* **Extrait cité**
-----

Le philosophe n'y est pas allé de main morte, appelant au démantèlement des « chiffons rouges » hérités comme le Franc CFA, jugé trop dispendieux. « Il faut s'en débarrasser, et en bon ordre » a-t-il insisté.
L'exemple sénégalais, un modèle à suivre ?
C'est l'élection de Bassirou Diomaye Faye qui a véritablement cristallisé ces espoirs de rupture. Pour Mbembe, l'accession démocratique au pouvoir du jeune président et de son parti Pastef « est sans doute l'événement le plus marquant des dernières décennies ».
Un événement d'autant plus significatif que la France, après ses déboires au Sahel, « commence à comprendre qu'une page est tournée ». La pression de la société civile lors de cette élection « montre que notre sort est entre nos mains », s'est-il félicité.
Intégration continentale et renaissance culturelle
Mais le défi ne fait que commencer selon le Camerounais. Pour franchir un cap décisif, « l'Afrique doit investir dans ses organisations sous-régionales » plaide-t-il, citant l'exemple du nouveau portefeuille " de l'Intégration africaine " au Sénégal.

-----

* **Données affichées**
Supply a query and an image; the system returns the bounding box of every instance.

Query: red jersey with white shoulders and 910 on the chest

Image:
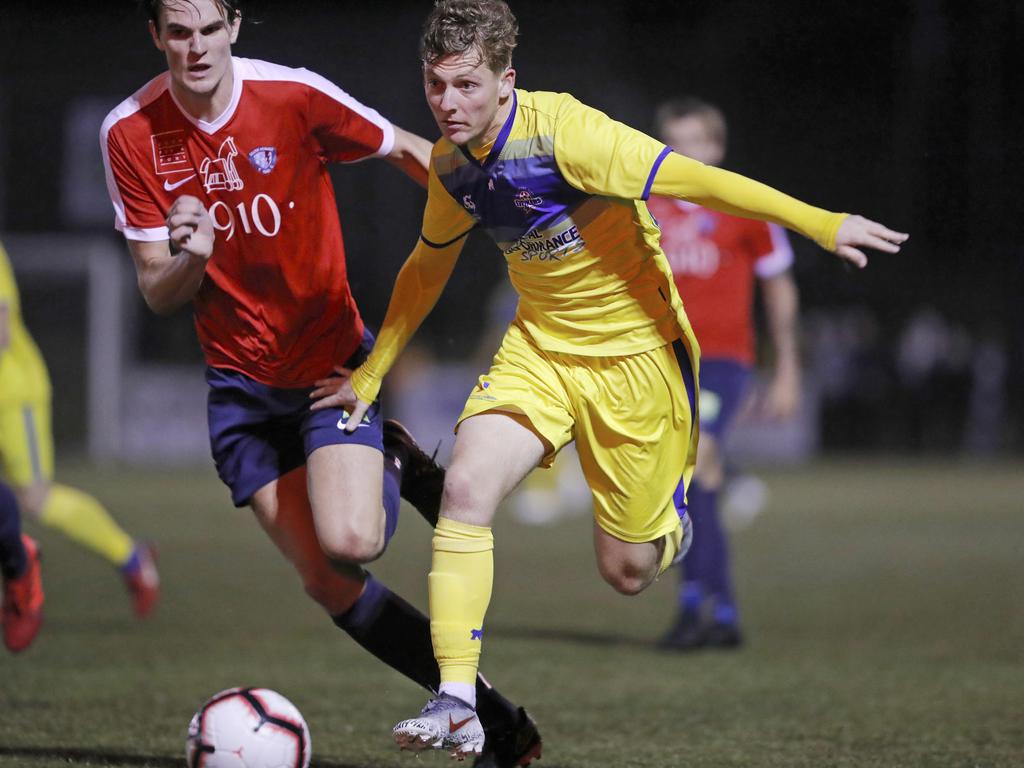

-----

* **Tâche 1**
Ressaisissez à l'identique le passage de l'extrait cité compris entre « Le philosophe n'y » et « modèle à suivre ? », bornes incluses.
* **Tâche 2**
D'après l'extrait cité, quel événement Mbembe qualifie-t-il de plus marquant des dernières décennies ?

* **Réponse attendue 1**
Le philosophe n'y est pas allé de main morte, appelant au démantèlement des « chiffons rouges » hérités comme le Franc CFA, jugé trop dispendieux. « Il faut s'en débarrasser, et en bon ordre » a-t-il insisté.
L'exemple sénégalais, un modèle à suivre ?

* **Réponse attendue 2**
L'accession démocratique au pouvoir de Bassirou Diomaye Faye et de son parti Pastef.